═════ EXCERPTED TEXT

Topic three – to be or not to be certified!
This topic came up a couple times. My colleague from PWC Germany voiced his frustration over the fact that there was not a mechanism for organizations to undergo certification with GDPR. He noted that there were several frameworks out there that could be adopted for leveraged and made a plug for the Germany focused C5.
In the US, we have grown to be patient. The HIPAA law has shown us that even though a law was passed in 1996, 22 years later there is still no industry-wide accepted certification (although there are several types of reports, such as HIPAA attestations and HITRUST certifications that are accepted by some providers).
Additionally, it is well documented that GDPR has enforced the certification through the member states, many of which have differing opinions on what certification framework should be utilized. As auditors, we are agnostic on the topic of what framework should be utilized for certification. However, we do have an opinion that the certification framework should be consistent across the member states. When you think of all the multi-national organizations, this consistent framework would make the certification process less onerous. Additionally, it would be almost impossible for organizations to determine consistent compliance with GDPR in the absence of a consistent certification framework.
Final topic – commitment-oriented dataflow diagram
At the end of the session, we were asked if there was one thing we could recommend companies do today who are just setting out to evaluate GDPR.
Crispin from Box spoke about the fundamental need for organizations to map their data flows and obtain a picture where all personal information may reside. This is not only required by GDPR but necessary for compliance and frankly, should be employed by all organizations. However, I responded with a slightly different approach. For Processors, when constructing your data flow diagram describe the flow of data from the perspective of your customers and what you commit to them. For example:
- Data Types - What types of data (i.e., only names and email) have they instructed to and not to provide to you (i.e., home address)?
- User Interface - What instructions have they given you for browser and/or mobile device?
- Ingestion - Through what means have you committed to take data, sftp, file upload, etc.?
- What locations have you committed for the storage of data?
- What level of encryption do they require for data in storage?
- What are the SLAs for retention?
- What are the SLAs for deletion?
- Additional commitments as applicable – Ensure you read the contracts to determine other types of commitments that have been made
Mapping how data flows in relation to commitments to your customers sets up the exact type of context to conduct a thorough and thoughtful assessment of whether or not you were meeting those requirements. In addition to GDPR, this will also help you with SOC 2 examinations, the new CaCPA, and other types of security and privacy requirements you may need to adhere too.
As I mentioned in the panel discussion, if you don’t have a sense of what your delivery model or your strategy for working with European customers is, GDPR compliance will be a difficult area for your organization to tackle and an independent assessors' role is somewhat limited. However, if you have done your data commitment mapping and have at least a good start on data flow, a firm like Schellman can evaluate your service and its detailed compliance against the GDPR articles.
Last, I want to thank the Box product and compliance team for allowing me to participate in a very productive and interactive session.

══════════
═════ AVAILABLE DATA

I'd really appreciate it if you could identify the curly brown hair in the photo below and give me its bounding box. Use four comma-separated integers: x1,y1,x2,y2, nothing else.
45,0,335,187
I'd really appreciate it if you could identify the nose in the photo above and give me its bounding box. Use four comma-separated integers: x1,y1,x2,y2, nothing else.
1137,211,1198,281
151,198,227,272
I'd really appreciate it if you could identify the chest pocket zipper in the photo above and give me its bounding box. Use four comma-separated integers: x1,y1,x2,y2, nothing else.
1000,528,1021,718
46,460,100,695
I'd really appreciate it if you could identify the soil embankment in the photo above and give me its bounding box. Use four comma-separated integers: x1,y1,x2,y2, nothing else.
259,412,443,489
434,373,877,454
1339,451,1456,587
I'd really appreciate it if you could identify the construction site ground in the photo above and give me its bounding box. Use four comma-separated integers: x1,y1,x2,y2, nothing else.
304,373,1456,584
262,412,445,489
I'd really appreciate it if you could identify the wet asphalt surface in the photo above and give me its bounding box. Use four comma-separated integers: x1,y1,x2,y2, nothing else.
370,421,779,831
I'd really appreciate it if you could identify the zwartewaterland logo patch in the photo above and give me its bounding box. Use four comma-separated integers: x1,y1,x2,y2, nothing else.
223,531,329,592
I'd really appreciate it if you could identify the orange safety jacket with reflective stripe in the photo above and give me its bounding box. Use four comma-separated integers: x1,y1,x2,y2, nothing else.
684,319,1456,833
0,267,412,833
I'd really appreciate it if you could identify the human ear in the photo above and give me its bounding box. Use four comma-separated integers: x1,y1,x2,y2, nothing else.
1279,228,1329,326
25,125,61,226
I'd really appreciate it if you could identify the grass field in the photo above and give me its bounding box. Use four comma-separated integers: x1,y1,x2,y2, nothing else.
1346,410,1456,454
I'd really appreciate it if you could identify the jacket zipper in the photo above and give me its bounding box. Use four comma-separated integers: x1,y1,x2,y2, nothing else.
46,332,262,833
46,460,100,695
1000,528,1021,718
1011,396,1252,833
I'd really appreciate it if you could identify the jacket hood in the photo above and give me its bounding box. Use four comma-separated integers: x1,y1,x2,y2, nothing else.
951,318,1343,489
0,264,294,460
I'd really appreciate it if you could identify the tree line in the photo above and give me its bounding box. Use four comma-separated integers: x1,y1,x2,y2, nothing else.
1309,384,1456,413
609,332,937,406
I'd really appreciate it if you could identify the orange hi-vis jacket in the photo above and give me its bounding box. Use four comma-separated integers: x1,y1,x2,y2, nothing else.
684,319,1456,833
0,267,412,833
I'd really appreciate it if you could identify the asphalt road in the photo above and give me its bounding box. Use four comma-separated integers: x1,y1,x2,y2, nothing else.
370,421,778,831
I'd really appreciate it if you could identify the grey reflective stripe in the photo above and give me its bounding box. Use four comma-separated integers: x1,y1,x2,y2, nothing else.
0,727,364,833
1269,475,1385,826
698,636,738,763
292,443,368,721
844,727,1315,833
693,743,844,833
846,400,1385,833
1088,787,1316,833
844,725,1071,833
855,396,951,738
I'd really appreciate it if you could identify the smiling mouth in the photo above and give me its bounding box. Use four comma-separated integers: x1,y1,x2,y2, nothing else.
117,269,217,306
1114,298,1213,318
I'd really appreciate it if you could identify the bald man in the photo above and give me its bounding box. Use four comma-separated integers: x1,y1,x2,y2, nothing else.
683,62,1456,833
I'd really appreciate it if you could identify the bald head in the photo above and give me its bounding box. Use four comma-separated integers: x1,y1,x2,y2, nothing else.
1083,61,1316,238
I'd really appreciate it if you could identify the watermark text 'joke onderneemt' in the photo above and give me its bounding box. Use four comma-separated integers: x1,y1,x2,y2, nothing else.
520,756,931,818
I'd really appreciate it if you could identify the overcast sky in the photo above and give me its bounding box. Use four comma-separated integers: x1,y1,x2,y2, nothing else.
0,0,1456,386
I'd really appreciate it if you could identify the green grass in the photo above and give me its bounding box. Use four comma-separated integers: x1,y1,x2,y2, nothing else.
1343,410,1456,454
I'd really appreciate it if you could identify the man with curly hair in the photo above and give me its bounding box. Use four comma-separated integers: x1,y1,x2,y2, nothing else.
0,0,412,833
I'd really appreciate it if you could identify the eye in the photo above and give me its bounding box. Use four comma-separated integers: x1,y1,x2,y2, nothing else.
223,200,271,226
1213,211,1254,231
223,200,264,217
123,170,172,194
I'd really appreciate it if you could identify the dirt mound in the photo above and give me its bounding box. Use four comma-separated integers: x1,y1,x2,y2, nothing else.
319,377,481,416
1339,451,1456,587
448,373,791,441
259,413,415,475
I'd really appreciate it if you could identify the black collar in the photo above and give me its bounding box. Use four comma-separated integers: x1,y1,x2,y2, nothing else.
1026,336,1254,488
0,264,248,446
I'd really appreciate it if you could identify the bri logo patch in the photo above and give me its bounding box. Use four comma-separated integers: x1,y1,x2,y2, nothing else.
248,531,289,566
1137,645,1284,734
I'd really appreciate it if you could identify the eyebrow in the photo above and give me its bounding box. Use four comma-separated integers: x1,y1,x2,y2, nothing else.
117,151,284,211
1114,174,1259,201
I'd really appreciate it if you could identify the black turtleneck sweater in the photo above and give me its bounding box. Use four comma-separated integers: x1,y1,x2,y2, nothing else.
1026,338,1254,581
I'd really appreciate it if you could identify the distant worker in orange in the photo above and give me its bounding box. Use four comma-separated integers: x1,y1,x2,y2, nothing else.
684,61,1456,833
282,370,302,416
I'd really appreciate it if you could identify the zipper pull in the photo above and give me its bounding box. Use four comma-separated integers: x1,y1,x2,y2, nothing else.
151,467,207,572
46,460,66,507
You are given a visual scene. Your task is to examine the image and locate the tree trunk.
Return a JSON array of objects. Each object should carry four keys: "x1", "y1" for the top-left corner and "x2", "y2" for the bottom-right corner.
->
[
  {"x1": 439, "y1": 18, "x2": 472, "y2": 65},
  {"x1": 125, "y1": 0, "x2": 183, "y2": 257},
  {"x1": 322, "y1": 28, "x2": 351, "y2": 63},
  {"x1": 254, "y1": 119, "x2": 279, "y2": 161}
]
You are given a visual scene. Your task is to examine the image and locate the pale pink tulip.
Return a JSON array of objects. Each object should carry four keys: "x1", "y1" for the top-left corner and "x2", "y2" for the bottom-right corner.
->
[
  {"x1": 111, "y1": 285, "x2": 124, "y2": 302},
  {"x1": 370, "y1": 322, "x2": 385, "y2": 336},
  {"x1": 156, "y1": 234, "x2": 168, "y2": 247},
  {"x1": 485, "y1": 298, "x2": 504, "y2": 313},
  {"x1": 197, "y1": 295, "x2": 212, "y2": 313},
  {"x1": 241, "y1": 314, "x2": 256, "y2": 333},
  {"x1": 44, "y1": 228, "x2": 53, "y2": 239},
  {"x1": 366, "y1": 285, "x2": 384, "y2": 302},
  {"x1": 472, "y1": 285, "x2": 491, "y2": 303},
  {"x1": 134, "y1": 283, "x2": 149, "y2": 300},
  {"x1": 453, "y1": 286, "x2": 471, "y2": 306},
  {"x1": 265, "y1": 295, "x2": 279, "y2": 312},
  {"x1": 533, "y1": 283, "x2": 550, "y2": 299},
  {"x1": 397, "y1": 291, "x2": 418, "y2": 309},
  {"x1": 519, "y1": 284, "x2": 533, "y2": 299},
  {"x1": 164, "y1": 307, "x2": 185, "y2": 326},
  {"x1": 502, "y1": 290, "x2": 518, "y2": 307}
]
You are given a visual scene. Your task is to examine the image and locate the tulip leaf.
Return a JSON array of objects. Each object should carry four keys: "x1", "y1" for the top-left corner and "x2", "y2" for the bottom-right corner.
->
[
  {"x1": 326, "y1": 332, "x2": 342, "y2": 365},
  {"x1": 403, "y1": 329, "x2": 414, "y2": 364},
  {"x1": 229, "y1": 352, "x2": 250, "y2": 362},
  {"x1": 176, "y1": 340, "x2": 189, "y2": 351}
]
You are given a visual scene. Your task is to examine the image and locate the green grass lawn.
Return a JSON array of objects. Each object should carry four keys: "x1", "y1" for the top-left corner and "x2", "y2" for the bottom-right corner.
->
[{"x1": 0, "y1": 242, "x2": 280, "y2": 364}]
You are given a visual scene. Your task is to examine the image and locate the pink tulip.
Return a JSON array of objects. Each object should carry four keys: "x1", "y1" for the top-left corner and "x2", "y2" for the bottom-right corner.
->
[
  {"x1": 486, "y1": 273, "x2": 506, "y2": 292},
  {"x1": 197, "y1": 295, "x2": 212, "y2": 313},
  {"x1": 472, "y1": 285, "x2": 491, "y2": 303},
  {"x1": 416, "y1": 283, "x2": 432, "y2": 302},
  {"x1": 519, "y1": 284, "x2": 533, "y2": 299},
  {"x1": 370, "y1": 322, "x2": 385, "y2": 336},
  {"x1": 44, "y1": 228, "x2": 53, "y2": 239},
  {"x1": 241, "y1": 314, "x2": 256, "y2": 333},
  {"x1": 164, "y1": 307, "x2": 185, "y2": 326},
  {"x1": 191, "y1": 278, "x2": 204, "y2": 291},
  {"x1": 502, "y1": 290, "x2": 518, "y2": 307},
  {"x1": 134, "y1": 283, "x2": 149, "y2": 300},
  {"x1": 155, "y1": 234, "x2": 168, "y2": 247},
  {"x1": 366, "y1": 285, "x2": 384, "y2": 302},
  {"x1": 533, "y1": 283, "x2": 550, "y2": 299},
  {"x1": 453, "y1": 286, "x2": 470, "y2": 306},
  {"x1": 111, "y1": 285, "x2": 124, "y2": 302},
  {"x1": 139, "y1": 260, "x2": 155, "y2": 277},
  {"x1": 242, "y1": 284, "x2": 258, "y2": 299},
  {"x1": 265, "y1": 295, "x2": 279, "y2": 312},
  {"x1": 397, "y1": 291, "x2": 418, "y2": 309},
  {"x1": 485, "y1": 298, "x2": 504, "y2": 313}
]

══════════

**ASSIGNMENT:**
Rewrite the stretch of the GDPR excerpt from "- Ingestion - Through" through "SLAs for deletion?", replacing "retention" with "archiving". The rows stand apart from the text as separate material.

**ANSWER SECTION:**
- Ingestion - Through what means have you committed to take data, sftp, file upload, etc.?
- What locations have you committed for the storage of data?
- What level of encryption do they require for data in storage?
- What are the SLAs for archiving?
- What are the SLAs for deletion?